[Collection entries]
━━━━━━━━━━━━━━━━

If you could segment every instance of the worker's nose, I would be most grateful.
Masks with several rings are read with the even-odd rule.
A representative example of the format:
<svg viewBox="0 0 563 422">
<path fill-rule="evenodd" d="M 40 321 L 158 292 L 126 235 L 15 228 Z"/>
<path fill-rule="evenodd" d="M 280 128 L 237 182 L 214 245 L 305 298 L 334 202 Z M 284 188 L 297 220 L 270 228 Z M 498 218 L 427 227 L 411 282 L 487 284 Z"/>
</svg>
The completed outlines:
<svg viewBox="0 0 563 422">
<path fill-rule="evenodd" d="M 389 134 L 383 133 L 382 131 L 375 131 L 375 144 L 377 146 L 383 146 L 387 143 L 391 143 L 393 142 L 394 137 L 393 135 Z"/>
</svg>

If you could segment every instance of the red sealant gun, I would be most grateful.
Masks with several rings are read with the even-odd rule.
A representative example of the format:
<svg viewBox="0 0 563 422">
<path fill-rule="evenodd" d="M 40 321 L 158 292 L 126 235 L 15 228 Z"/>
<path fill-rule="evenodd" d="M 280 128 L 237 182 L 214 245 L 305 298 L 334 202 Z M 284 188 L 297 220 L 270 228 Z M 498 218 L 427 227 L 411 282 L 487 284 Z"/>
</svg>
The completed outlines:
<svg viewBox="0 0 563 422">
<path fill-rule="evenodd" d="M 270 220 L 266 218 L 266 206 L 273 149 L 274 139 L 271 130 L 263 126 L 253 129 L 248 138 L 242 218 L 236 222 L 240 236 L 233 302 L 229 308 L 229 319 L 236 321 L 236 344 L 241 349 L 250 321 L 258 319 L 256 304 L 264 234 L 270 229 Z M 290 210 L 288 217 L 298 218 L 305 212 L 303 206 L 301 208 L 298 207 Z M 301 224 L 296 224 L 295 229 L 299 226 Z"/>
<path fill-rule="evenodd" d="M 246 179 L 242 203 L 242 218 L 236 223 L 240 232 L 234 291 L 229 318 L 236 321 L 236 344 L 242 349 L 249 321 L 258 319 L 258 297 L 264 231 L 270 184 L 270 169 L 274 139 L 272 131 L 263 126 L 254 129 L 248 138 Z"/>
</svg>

━━━━━━━━━━━━━━━━

### Short exercise
Reproduce these collection entries line for line, with no change to any character.

### Solution for this task
If you could segment every instance of the worker's nose, I would be most grateful.
Masks with several rings are read with the even-odd rule.
A representative example of the format:
<svg viewBox="0 0 563 422">
<path fill-rule="evenodd" d="M 40 321 L 158 292 L 126 235 L 15 228 Z"/>
<path fill-rule="evenodd" d="M 280 128 L 237 182 L 214 245 L 305 298 L 334 202 Z M 284 188 L 297 220 L 270 228 Z M 498 218 L 427 227 L 411 282 L 487 284 Z"/>
</svg>
The completed outlines:
<svg viewBox="0 0 563 422">
<path fill-rule="evenodd" d="M 389 134 L 383 133 L 382 131 L 375 131 L 375 144 L 377 146 L 383 146 L 387 143 L 391 143 L 393 142 L 394 137 L 393 135 Z"/>
</svg>

If you could segment every instance of the red sealant gun, I would be most grateful.
Masks with several rings are read with the even-odd rule.
A representative example of the format:
<svg viewBox="0 0 563 422">
<path fill-rule="evenodd" d="M 40 321 L 158 292 L 126 235 L 15 228 Z"/>
<path fill-rule="evenodd" d="M 280 128 L 237 182 L 214 245 L 305 298 L 334 202 Z M 284 188 L 297 220 L 270 228 Z M 498 218 L 427 227 L 411 282 L 487 284 Z"/>
</svg>
The completed outlines:
<svg viewBox="0 0 563 422">
<path fill-rule="evenodd" d="M 270 220 L 266 218 L 266 206 L 273 149 L 274 139 L 271 130 L 263 126 L 253 129 L 248 138 L 242 218 L 236 222 L 240 236 L 233 302 L 229 308 L 229 319 L 236 321 L 236 344 L 241 349 L 250 321 L 258 319 L 256 304 L 264 234 L 270 229 Z M 290 210 L 288 217 L 298 218 L 305 212 L 303 206 L 301 208 L 298 207 Z M 301 224 L 296 224 L 295 229 L 299 226 Z"/>
<path fill-rule="evenodd" d="M 246 179 L 242 203 L 242 218 L 236 223 L 240 232 L 234 291 L 229 318 L 236 321 L 236 344 L 242 349 L 249 321 L 258 319 L 258 297 L 264 231 L 270 184 L 270 169 L 274 139 L 272 131 L 263 126 L 254 129 L 248 138 Z"/>
</svg>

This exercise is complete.